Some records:

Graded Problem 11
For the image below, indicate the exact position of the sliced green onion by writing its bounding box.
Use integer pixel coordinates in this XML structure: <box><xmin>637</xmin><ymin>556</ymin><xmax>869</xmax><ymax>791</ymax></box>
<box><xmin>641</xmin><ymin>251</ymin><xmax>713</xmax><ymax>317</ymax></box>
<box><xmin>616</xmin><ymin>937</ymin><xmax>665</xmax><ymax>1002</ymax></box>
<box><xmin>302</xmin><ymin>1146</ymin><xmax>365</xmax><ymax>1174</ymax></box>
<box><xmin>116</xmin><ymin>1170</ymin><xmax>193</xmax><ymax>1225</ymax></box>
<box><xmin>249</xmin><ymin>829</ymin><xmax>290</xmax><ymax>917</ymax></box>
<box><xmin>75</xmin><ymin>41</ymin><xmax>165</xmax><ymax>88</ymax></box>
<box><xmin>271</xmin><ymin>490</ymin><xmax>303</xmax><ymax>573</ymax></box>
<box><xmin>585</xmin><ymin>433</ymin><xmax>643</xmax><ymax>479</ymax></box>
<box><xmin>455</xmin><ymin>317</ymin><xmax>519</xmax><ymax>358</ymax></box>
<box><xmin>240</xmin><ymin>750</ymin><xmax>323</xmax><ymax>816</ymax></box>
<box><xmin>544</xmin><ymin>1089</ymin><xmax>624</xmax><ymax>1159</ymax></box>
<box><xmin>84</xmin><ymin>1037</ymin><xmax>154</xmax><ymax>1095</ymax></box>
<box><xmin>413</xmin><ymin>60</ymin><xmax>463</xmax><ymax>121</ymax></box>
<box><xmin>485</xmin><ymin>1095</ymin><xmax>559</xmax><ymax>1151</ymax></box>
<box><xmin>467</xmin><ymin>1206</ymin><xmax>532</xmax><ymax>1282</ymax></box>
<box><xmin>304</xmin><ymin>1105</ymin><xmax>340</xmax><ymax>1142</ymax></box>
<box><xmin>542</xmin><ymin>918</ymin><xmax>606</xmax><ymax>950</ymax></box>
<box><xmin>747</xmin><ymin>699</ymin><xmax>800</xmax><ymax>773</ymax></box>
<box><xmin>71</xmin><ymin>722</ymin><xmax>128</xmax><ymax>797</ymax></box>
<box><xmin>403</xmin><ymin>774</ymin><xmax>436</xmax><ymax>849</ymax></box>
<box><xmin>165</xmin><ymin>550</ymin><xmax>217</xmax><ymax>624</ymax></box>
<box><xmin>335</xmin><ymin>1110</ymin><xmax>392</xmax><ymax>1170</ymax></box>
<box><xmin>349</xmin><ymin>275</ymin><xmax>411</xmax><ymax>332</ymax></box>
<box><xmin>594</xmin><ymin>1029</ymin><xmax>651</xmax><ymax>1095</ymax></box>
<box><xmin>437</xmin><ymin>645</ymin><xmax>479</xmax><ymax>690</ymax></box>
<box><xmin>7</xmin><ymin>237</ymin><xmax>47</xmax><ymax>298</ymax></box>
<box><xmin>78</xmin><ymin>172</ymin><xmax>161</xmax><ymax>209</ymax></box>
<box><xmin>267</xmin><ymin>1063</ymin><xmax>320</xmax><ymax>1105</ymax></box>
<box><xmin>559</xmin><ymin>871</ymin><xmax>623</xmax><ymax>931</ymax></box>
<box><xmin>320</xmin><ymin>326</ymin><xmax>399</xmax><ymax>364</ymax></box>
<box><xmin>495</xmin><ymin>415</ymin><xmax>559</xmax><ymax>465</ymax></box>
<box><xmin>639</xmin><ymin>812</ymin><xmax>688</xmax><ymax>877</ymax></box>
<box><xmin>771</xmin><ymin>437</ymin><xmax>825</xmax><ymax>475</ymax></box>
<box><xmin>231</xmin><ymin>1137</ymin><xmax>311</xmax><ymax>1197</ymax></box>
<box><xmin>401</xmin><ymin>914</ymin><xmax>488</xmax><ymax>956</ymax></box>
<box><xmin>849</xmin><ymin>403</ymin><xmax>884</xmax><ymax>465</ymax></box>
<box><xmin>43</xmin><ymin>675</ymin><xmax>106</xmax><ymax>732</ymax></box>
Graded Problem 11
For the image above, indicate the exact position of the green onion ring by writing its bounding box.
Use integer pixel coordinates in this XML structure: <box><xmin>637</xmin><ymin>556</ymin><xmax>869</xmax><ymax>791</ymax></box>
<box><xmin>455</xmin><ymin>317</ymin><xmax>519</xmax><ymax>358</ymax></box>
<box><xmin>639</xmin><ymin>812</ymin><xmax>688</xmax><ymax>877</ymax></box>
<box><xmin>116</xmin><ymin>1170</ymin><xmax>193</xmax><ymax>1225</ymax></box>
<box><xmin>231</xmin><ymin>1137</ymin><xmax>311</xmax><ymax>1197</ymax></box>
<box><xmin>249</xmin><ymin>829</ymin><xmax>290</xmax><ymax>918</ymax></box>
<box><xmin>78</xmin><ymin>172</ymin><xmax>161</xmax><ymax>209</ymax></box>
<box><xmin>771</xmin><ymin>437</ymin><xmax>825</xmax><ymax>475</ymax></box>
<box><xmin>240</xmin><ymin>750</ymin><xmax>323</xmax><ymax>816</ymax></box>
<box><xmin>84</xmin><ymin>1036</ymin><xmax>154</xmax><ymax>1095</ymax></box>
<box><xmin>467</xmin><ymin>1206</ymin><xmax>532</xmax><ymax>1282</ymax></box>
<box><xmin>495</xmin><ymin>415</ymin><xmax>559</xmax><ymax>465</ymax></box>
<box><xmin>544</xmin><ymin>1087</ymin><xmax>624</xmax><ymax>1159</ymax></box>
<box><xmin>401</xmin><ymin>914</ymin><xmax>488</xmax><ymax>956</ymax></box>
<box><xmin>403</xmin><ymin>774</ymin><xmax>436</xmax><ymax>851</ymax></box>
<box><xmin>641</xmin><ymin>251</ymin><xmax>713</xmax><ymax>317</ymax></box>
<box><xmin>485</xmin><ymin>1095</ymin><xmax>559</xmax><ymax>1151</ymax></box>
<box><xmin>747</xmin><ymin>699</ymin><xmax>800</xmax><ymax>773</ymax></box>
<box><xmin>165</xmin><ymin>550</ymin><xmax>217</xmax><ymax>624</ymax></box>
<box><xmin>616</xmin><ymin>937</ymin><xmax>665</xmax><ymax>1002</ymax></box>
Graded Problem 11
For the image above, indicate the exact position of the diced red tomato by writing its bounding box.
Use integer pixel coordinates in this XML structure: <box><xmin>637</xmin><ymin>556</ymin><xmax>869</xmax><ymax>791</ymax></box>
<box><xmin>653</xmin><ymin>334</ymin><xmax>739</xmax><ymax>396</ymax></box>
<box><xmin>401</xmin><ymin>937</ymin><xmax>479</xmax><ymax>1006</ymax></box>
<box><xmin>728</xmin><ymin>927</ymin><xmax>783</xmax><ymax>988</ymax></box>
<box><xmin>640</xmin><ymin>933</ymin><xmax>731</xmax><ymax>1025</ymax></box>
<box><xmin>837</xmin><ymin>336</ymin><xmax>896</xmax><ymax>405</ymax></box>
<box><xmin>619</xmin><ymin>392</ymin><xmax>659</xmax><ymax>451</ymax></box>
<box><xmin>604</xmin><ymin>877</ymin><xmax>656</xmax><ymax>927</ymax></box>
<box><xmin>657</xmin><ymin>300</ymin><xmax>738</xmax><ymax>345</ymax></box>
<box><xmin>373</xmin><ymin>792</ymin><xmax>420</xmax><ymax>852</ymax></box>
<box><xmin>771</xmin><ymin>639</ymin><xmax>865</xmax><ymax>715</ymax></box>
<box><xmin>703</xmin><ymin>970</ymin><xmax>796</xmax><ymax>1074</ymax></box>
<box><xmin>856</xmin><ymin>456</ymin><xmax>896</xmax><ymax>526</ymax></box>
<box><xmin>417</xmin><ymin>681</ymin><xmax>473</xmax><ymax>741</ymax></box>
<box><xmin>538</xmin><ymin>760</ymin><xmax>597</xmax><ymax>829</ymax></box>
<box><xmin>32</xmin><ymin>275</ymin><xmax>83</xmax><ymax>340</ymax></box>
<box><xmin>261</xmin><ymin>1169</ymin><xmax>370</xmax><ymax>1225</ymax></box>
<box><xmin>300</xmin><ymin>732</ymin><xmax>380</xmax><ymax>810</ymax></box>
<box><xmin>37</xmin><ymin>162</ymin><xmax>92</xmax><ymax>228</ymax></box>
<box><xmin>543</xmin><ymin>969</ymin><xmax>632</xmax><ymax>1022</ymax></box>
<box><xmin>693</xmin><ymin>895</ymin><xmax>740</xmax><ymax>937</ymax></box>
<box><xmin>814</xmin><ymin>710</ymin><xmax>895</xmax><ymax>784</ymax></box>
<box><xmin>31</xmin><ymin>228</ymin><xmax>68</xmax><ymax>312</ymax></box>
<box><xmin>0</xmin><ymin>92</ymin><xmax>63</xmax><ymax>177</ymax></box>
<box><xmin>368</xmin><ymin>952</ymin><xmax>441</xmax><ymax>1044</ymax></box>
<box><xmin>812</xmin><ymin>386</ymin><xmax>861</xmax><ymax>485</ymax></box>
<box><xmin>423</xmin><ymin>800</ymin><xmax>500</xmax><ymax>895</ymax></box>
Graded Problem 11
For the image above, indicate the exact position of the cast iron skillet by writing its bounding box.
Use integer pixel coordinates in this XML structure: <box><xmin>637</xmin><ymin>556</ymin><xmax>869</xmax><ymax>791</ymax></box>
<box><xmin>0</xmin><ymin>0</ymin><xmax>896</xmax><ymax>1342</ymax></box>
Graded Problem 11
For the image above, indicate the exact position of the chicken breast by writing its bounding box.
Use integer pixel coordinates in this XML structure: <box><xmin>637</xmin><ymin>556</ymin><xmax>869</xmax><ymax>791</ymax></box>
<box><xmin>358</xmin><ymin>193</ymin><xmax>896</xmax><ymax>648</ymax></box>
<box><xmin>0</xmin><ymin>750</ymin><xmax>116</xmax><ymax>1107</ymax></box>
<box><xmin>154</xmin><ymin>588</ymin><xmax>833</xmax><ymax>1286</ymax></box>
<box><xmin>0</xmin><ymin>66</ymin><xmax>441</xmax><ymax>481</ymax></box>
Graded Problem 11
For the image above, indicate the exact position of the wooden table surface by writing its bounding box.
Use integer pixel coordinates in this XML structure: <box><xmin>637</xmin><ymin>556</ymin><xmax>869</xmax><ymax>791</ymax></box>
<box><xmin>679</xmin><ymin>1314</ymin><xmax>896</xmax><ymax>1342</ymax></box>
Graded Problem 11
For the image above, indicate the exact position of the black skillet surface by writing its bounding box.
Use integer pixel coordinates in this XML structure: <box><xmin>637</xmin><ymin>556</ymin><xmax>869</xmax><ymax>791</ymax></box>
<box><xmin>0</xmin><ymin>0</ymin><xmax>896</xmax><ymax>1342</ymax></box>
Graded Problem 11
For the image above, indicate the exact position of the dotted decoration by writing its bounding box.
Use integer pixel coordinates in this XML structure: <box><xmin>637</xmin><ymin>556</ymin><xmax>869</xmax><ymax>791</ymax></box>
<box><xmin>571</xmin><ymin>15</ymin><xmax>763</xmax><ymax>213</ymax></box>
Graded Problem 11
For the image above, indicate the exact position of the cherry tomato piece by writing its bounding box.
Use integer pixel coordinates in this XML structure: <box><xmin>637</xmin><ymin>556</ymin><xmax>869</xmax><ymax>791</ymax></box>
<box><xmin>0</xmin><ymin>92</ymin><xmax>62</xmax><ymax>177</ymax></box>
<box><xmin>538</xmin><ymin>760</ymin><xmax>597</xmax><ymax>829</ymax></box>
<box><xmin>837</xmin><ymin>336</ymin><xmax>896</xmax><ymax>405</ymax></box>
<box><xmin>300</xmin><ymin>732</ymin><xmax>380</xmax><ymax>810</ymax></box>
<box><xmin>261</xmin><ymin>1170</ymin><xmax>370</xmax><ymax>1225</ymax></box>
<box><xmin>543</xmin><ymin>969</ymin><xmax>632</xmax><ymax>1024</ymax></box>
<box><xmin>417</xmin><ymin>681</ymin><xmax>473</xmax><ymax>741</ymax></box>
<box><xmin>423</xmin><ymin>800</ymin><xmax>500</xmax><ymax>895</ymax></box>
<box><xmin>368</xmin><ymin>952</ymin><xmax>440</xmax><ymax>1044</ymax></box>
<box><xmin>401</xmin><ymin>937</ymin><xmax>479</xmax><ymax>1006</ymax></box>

Directive:
From the material above, pick out every line that contains the word "tomato" and copy those lines. Uppercase and lowercase letters count as different.

Complete response:
For the image above, indicate the exact position of the diced red tomato by writing its bounding box.
For the image above, indicate the exact position of the cherry tomato piece by writing its bounding box.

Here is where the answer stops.